■ WHAT THE TASK ASKS
Reproduce every one of the records below word for word, leaving the pictures out.

§

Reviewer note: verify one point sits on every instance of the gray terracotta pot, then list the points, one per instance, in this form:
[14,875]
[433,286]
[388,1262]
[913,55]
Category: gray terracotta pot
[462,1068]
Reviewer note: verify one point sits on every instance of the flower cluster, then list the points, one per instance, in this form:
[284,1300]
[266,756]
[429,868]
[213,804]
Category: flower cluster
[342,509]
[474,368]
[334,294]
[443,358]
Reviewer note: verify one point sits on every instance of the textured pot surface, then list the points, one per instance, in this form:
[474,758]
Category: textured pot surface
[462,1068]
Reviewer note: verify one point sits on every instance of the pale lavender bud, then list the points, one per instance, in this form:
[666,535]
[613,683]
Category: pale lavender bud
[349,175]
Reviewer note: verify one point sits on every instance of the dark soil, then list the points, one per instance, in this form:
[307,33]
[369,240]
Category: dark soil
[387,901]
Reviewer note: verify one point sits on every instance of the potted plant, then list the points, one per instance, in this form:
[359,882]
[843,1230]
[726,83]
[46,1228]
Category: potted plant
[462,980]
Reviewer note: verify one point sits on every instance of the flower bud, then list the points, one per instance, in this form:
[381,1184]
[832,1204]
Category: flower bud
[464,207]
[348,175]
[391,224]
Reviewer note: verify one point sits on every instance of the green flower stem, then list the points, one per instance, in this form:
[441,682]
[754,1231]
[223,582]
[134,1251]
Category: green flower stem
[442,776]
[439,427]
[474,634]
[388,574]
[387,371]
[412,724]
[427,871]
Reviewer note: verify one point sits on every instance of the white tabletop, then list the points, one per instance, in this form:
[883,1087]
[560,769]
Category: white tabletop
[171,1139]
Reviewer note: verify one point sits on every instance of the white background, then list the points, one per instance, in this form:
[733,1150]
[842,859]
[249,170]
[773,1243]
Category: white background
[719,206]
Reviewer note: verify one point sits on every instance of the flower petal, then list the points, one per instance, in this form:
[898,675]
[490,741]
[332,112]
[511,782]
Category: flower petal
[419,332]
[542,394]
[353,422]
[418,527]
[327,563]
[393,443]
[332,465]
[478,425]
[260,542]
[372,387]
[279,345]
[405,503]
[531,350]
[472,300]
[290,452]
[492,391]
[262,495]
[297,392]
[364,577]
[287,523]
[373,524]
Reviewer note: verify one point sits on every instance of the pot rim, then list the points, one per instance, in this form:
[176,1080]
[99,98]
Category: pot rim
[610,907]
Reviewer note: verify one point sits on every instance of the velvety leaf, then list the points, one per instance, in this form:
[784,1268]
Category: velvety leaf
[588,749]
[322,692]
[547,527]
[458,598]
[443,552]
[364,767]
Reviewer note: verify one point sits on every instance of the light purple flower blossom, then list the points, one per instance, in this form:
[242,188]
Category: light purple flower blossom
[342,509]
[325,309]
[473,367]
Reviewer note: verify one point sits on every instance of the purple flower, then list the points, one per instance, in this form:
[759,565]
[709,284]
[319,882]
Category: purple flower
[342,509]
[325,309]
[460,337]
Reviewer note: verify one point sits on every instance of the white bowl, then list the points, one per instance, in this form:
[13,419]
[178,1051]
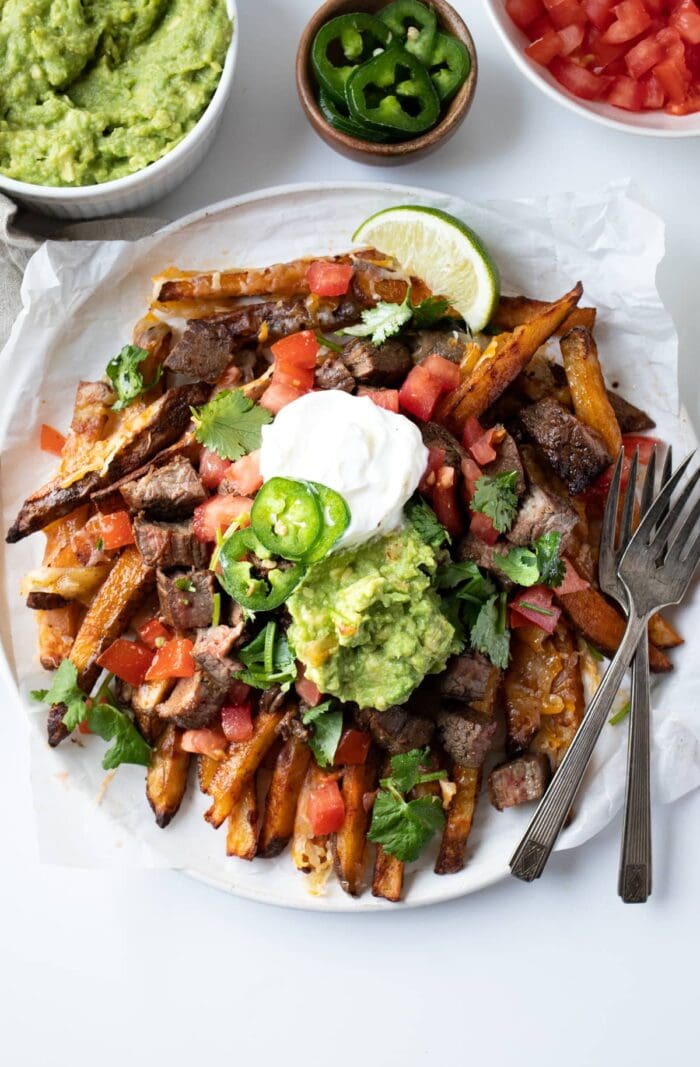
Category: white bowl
[144,187]
[646,123]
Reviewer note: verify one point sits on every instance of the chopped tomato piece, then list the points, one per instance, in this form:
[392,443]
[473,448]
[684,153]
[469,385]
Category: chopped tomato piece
[353,748]
[212,468]
[329,280]
[174,659]
[154,634]
[218,513]
[419,393]
[50,440]
[237,721]
[129,661]
[324,808]
[388,399]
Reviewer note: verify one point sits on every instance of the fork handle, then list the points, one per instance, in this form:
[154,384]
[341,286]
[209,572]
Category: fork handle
[634,884]
[530,857]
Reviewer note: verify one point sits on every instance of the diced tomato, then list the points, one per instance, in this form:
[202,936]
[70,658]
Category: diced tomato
[243,476]
[353,748]
[545,48]
[218,513]
[572,580]
[419,393]
[329,280]
[445,503]
[388,399]
[324,808]
[154,634]
[444,370]
[212,468]
[128,661]
[524,12]
[209,743]
[50,440]
[577,79]
[237,721]
[174,659]
[481,526]
[542,614]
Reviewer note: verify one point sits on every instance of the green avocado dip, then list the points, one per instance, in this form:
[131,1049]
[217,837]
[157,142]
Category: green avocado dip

§

■ EXERCISE SOLUTION
Reviewer note: verify one point sits on every instance of the gray terracotta pot, then list the points, one per instance, in this form:
[14,875]
[433,286]
[388,1262]
[913,55]
Category: gray terracotta pot
[462,1068]
Reviewer note: verify one point sits on every instance of the flower cluster, then list the points, one per instance, in this form:
[284,1300]
[266,756]
[429,868]
[213,804]
Category: flower cluster
[342,509]
[474,368]
[334,294]
[443,358]
Reviewer note: verify one point sits on every instance of the textured pot surface, then list the points, one per instance, in this form:
[474,758]
Category: textured pot surface
[462,1068]
Reviewer note: verify one point sits on every instance of the pale lavender bud, then list the points, one per instance, in this form:
[666,535]
[613,683]
Category: pale lavender bud
[349,175]
Reviewer note: verify one point sits on every instance of the dark soil, then list the points, one per instance, in this form:
[307,33]
[369,240]
Category: dark soil
[387,901]
Reviewer note: verify one point sits on every instance of the potted plant, then list the points, one per instance, in this form:
[359,882]
[843,1230]
[726,83]
[46,1228]
Category: potted plant
[462,980]
Reviewer note: verify one point sits on every instance of the flower bud, then list the points, one per instance, in this form:
[381,1184]
[832,1204]
Category: flower bud
[464,207]
[348,175]
[391,224]
Reviewer note: verify one point sits on every instance of the green flower stem, then list the points, one per instance, in this form:
[441,682]
[754,1231]
[223,582]
[134,1251]
Category: green flower stem
[442,776]
[439,427]
[474,634]
[388,574]
[387,371]
[412,724]
[427,871]
Reviewer note: verify one point sits on every instance of the white tabletop, then list the points, one per instance, in this form:
[883,1087]
[560,769]
Category: white tabletop
[171,1139]
Reviewer note: verify one point sits on every instance of the white background, then list the points, one per instance, in this form:
[733,1150]
[842,859]
[249,170]
[773,1243]
Category: white background
[719,206]
Reviewer note: verify one point sits on every instance of the flower petal, then list the points, one per instance, in this form:
[898,675]
[490,741]
[332,112]
[511,782]
Category: flower petal
[419,332]
[542,394]
[353,422]
[418,527]
[327,563]
[393,443]
[332,465]
[478,425]
[260,542]
[372,387]
[279,345]
[405,503]
[531,350]
[472,300]
[290,452]
[492,391]
[262,495]
[297,392]
[364,577]
[287,523]
[373,524]
Reviewer note: verify one point sits on every instance of the pot rim, then list the points, one per instance, in this form:
[176,1080]
[99,98]
Category: pot rim
[610,907]
Reviewer note: verify one point sits on every instance of the velvety leaf, then list the points, one per instance, in this form:
[784,1268]
Category: velvety leaf
[588,749]
[322,692]
[547,527]
[458,598]
[443,552]
[364,767]
Reviewer note: verify one point sits on every instance of the light purple flower blossom, then list the points, one per instance, in this form:
[242,188]
Category: light purple flower blossom
[342,509]
[325,309]
[473,367]
Reviewer note: verify one point sits on every instance of the purple flower, then list the points, one per instance, in this form:
[759,565]
[709,284]
[319,882]
Category: purple flower
[342,509]
[325,309]
[460,337]
Reviewer note: verify one point sits on every instance of the white bowl, then list the points, one per instance, in this form:
[13,419]
[178,1051]
Category: white bowl
[144,187]
[646,123]
Reviewer note: verify one point sits on every instance of the chopped tomato piece, then list the points, one per instance, in this form:
[392,443]
[473,448]
[684,153]
[469,385]
Category: chopped tomato piece
[353,748]
[212,468]
[329,280]
[174,659]
[154,634]
[218,513]
[419,393]
[50,440]
[237,721]
[129,661]
[324,808]
[388,399]
Reviewer note: verify one point sits on every instance of the fork handle, then list the points, one per instance, in this form:
[154,384]
[341,286]
[209,572]
Category: fork handle
[634,884]
[530,857]
Reviewer note: verify one point sits on every instance of the diced tomato, then list the points, one per instance, in this form:
[202,936]
[70,658]
Category: diced tomato
[243,476]
[353,748]
[545,48]
[218,513]
[572,580]
[419,393]
[329,280]
[445,503]
[388,399]
[324,808]
[154,634]
[444,370]
[212,468]
[128,661]
[524,12]
[209,743]
[50,440]
[577,79]
[237,721]
[174,659]
[481,526]
[542,614]
Reviewer note: verify one point sits on every instance of the green avocado dip, then list the points, one per instance, in this form:
[131,1049]
[217,837]
[157,142]
Category: green avocado dip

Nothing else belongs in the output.